***** Material for this exercise *****

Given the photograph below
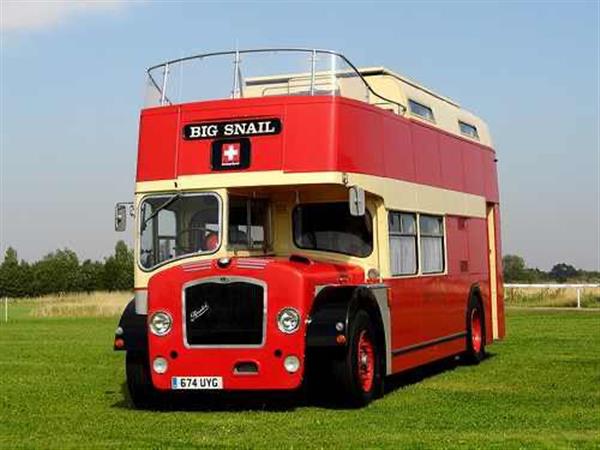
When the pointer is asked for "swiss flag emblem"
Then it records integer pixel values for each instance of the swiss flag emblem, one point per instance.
(230, 154)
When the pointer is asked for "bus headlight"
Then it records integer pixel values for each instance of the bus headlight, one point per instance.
(160, 323)
(288, 320)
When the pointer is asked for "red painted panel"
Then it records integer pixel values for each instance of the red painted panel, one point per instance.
(399, 157)
(490, 177)
(478, 251)
(451, 162)
(499, 275)
(427, 155)
(309, 130)
(320, 134)
(157, 141)
(359, 140)
(473, 169)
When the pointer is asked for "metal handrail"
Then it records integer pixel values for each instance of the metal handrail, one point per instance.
(237, 53)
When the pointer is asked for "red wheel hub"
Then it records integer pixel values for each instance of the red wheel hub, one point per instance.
(476, 334)
(366, 361)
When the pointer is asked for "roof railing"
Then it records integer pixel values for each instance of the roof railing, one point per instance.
(323, 72)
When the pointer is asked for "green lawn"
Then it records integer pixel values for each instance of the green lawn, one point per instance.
(61, 387)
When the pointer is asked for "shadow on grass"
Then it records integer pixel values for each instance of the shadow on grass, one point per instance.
(240, 401)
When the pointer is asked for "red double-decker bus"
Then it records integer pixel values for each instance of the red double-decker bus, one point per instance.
(299, 219)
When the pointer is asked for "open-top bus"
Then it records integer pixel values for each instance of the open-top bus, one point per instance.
(300, 219)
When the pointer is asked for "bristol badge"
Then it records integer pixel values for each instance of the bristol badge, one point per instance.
(230, 154)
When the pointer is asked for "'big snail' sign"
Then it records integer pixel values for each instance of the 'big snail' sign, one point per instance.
(239, 128)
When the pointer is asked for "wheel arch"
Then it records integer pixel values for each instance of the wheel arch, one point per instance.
(132, 329)
(475, 292)
(335, 304)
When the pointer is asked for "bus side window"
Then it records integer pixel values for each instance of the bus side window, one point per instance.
(403, 243)
(431, 230)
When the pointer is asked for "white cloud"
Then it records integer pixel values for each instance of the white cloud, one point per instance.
(31, 15)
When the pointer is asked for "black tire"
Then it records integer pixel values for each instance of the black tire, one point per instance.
(475, 332)
(142, 393)
(347, 371)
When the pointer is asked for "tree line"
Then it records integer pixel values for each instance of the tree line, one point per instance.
(62, 271)
(516, 271)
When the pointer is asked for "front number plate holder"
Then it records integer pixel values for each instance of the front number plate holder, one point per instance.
(196, 383)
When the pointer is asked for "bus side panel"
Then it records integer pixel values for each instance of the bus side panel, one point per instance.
(500, 277)
(156, 146)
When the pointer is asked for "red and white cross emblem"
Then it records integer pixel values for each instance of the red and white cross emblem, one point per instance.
(230, 154)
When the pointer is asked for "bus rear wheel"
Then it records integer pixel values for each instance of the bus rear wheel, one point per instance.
(358, 372)
(142, 393)
(475, 332)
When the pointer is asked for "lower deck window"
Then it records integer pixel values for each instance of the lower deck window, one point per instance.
(403, 243)
(330, 227)
(431, 230)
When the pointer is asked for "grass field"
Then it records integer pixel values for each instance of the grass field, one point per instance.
(61, 386)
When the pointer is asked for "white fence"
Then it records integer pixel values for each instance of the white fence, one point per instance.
(578, 288)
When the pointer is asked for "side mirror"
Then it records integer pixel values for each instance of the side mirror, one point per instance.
(120, 217)
(356, 200)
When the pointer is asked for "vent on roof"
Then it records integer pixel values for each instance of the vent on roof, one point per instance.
(468, 130)
(420, 110)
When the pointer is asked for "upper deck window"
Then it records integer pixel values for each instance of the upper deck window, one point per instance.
(330, 227)
(420, 110)
(248, 222)
(468, 130)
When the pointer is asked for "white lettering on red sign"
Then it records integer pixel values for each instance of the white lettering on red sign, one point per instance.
(230, 154)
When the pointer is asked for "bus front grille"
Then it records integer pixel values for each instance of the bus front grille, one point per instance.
(224, 312)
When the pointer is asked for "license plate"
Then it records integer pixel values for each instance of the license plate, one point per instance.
(196, 382)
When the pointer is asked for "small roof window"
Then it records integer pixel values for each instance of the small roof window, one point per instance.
(468, 130)
(420, 110)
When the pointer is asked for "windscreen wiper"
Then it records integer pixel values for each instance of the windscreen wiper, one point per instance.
(169, 201)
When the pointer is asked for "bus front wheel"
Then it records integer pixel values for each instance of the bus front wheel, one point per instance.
(358, 372)
(475, 332)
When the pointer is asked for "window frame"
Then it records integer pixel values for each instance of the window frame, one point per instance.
(250, 246)
(412, 111)
(367, 214)
(462, 123)
(441, 236)
(399, 234)
(166, 195)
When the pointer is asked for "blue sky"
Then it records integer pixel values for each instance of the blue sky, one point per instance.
(72, 85)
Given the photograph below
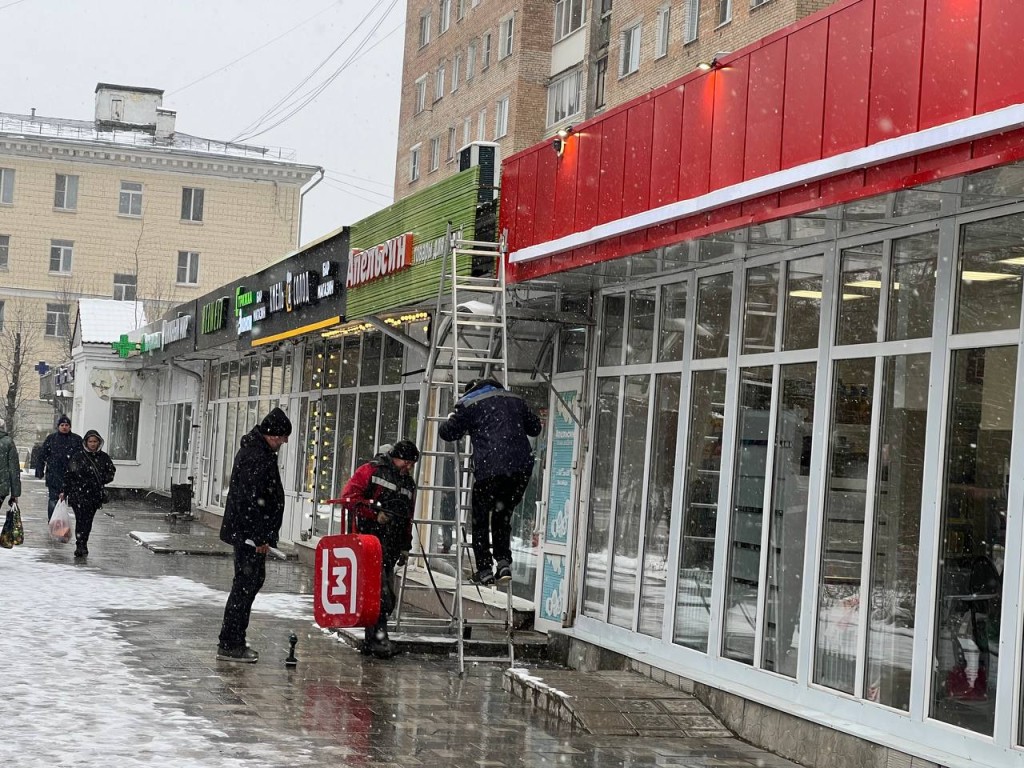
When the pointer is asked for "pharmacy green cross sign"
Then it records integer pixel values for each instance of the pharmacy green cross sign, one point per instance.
(124, 348)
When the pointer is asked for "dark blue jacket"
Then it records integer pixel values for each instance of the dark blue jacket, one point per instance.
(56, 453)
(498, 422)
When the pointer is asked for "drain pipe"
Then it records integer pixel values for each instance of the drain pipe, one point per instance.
(298, 233)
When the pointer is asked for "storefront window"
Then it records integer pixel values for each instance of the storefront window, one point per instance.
(658, 518)
(787, 522)
(760, 309)
(672, 329)
(803, 303)
(843, 539)
(605, 434)
(859, 294)
(704, 462)
(629, 498)
(714, 307)
(989, 272)
(973, 531)
(899, 469)
(612, 322)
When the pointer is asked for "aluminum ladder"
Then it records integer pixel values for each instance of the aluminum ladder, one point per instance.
(468, 340)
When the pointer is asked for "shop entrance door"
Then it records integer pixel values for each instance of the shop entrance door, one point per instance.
(561, 494)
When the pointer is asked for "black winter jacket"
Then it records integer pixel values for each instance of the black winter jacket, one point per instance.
(85, 477)
(498, 422)
(55, 455)
(255, 506)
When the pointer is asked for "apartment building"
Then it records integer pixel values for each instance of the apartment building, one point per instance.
(516, 71)
(126, 207)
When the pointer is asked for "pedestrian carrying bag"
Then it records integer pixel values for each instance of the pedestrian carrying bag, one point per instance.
(347, 580)
(60, 523)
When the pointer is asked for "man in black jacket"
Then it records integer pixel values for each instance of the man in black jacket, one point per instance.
(499, 423)
(253, 515)
(53, 458)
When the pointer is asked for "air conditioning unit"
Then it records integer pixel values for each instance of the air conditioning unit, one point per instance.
(487, 156)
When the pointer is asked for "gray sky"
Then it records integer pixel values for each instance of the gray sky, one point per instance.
(57, 50)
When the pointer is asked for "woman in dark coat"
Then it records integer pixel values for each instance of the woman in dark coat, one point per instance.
(87, 472)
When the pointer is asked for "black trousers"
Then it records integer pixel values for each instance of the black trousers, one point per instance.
(83, 524)
(250, 572)
(494, 501)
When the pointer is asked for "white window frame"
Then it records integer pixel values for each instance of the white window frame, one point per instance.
(414, 163)
(57, 321)
(501, 118)
(64, 252)
(7, 186)
(130, 199)
(425, 22)
(439, 82)
(724, 12)
(563, 93)
(122, 286)
(570, 15)
(435, 154)
(444, 13)
(629, 49)
(506, 36)
(691, 19)
(421, 94)
(663, 31)
(187, 267)
(193, 202)
(66, 194)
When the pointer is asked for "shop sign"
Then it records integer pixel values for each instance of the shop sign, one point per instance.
(380, 260)
(176, 330)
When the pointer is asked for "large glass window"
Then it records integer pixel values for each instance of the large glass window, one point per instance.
(704, 462)
(976, 480)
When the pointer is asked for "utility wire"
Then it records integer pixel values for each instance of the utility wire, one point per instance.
(255, 125)
(253, 51)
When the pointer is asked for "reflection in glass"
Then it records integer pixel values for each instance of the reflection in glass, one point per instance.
(973, 541)
(911, 290)
(641, 336)
(893, 594)
(672, 329)
(787, 523)
(605, 433)
(748, 513)
(760, 309)
(991, 261)
(803, 303)
(714, 305)
(843, 539)
(629, 500)
(704, 462)
(860, 294)
(611, 330)
(663, 463)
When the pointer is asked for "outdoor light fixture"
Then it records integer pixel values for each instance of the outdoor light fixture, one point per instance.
(558, 142)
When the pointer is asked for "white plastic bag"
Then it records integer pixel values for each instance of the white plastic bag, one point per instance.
(60, 523)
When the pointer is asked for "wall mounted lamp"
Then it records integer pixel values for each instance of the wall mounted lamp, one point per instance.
(558, 142)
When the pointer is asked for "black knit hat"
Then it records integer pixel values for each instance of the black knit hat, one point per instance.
(275, 424)
(404, 450)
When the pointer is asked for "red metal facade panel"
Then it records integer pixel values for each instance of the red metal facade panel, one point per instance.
(729, 128)
(1000, 77)
(848, 79)
(805, 85)
(764, 117)
(949, 61)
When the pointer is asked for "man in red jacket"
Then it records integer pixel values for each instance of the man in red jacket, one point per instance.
(381, 494)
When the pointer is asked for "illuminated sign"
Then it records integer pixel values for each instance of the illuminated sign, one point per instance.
(380, 260)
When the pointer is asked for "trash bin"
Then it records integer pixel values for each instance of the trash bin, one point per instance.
(181, 498)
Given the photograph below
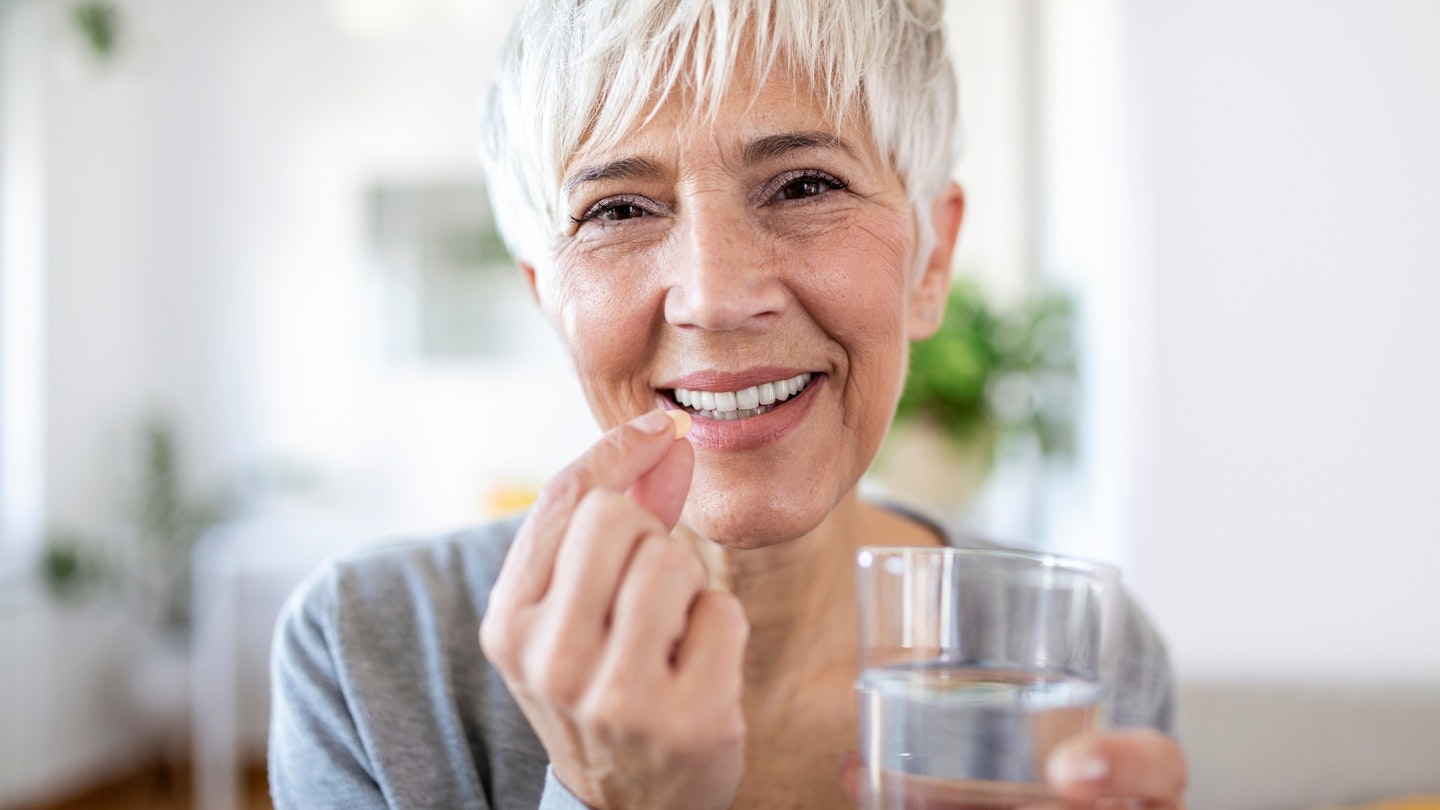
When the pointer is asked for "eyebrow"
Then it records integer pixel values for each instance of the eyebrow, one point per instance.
(622, 169)
(771, 147)
(759, 150)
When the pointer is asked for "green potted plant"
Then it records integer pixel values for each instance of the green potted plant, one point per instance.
(990, 381)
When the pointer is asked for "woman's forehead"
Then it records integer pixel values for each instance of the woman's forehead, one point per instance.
(749, 124)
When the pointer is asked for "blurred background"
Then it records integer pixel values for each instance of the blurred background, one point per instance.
(252, 313)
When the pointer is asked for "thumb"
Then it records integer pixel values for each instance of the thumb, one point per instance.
(663, 487)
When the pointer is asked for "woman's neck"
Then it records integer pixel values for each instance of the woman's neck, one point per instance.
(799, 595)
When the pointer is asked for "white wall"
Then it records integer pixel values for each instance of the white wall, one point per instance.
(1283, 522)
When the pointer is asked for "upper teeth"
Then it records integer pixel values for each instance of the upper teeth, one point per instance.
(732, 402)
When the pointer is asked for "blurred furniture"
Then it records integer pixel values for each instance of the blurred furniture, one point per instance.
(242, 577)
(1295, 747)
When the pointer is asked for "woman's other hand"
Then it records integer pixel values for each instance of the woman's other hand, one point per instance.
(602, 626)
(1134, 768)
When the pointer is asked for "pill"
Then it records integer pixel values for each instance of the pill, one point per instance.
(681, 420)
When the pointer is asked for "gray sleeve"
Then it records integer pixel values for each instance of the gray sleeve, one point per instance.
(317, 757)
(1145, 689)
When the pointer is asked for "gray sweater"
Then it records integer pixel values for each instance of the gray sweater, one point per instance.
(382, 696)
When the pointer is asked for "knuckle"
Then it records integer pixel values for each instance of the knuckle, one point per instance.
(609, 712)
(565, 490)
(555, 682)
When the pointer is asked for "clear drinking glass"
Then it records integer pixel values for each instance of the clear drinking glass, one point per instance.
(974, 663)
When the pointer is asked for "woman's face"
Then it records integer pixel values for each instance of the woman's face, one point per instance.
(759, 271)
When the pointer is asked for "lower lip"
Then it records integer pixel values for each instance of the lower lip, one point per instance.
(756, 431)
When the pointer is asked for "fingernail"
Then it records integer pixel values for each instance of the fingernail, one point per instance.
(1079, 767)
(681, 420)
(658, 423)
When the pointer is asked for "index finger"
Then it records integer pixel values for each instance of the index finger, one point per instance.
(617, 461)
(1122, 764)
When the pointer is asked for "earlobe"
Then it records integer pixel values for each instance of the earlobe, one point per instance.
(529, 271)
(932, 290)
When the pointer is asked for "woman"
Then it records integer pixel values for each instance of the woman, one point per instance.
(738, 216)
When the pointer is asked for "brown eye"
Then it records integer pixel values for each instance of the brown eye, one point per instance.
(802, 188)
(622, 211)
(804, 185)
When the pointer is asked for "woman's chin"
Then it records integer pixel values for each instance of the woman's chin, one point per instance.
(748, 526)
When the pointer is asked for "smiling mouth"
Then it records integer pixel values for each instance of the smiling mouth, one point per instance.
(727, 405)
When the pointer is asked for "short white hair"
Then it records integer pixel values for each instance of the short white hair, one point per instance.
(585, 72)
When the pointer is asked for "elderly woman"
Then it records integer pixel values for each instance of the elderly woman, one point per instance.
(738, 216)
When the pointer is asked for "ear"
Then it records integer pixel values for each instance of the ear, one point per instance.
(529, 271)
(932, 290)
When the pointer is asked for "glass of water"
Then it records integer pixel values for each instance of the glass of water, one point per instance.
(974, 663)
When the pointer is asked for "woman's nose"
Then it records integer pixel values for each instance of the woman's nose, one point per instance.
(725, 278)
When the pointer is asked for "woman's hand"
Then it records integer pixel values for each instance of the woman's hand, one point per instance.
(1119, 768)
(602, 627)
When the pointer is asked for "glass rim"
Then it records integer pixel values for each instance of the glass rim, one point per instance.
(1038, 558)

*****

● Work to be completed
Copy, without any change, the lines above from the one containing "nose, one point per instance." to the end, both ends included. Add nothing else.

● Result for this task
Then it records integer pixel values for each instance of the woman's nose, one point per instance.
(725, 278)
When the pointer is asked for "woman's hand"
Then it records integer pixel values for each instance of the woman's hand, one point per instance.
(1119, 768)
(602, 627)
When the pointer is asked for "glass rim"
Then it records integer pixel values for each instance of the glass rim, one point per instance.
(1038, 558)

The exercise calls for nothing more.